::: Given text :::
Interview With Reuters News Agency

Secretary Condoleezza Rice
Washington, DC
March 11, 2005

(11:20 a.m. EST)

QUESTION: Thank you very much for your time.

SECRETARY RICE: Sure. I'll just let you start.

QUESTION: What is your exact decision on offering incentives to Iran if it gives up its suspected pursuit of nuclear weapons?

SECRETARY RICE: The decision that the President has taken is that the United States will actively -- make an effort to actively support the EU-3's negotiations with the Iranians. So this should be thought of as an effort to support the diplomacy that the EU-3 are engaged in.

What we will do is that we will make clear that we will lift our objection to an Iranian application to the WTO and that we are prepared to license -- or to lift an objection to the licensing of spare parts for Iranian commercial aircraft.
::: Available data :::
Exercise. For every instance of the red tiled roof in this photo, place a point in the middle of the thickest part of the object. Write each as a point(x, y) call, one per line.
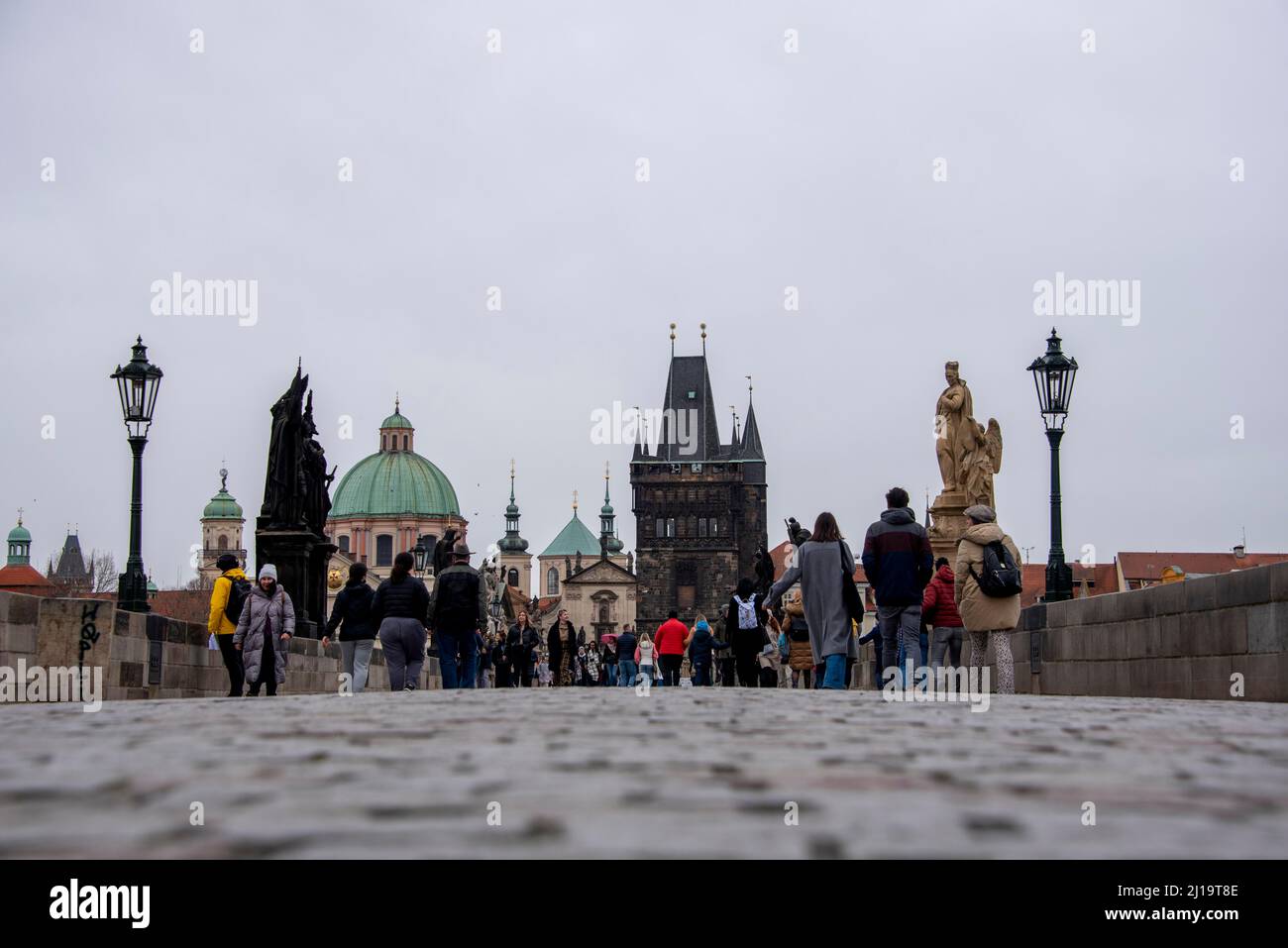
:::
** What this task involves **
Go on with the Rice interview transcript, beginning after its final sentence.

** Reply to the exercise **
I want to emphasize that the issue here is supporting the European diplomacy. Part of the problem over the last several months has been that the focus has been too much on what the United States would do or what the Europeans are offering, when really the issue is: Are the Iranians prepared to demonstrate that they are willing to live up to their international obligations and not seek a nuclear weapon under guise of civilian nuclear program. And this is meant to give the Europeans' effort to give the Iranians a chance to demonstrate that. That's what this is. So it's a common approach with the Europeans.

QUESTION: So that I understand it precisely on the licensing aspect, that would allow the Iranians to purchase spare parts.

SECRETARY RICE: Spare parts.

QUESTION: But not entire aircraft?

SECRETARY RICE: That's right, spare parts.

QUESTION: And on lifting your objection to allow them to submit an application to join the WTO, that means that you would essentially allow them -- you're not reserving the right --

SECRETARY RICE: No, the way that it works is that they can apply.

QUESTION: Correct.

SECRETARY RICE: But then there is a period of negotiation and they have to meet particular standards. And in fact, we think that meeting some of those standards might have an effect of opening up some aspects of Iranian society. But there is still an accession process to which the United States would have to agree separately.

QUESTION: Why should one not regard this change in U.S. policy as rewarding Iran for what you regard as bad behavior?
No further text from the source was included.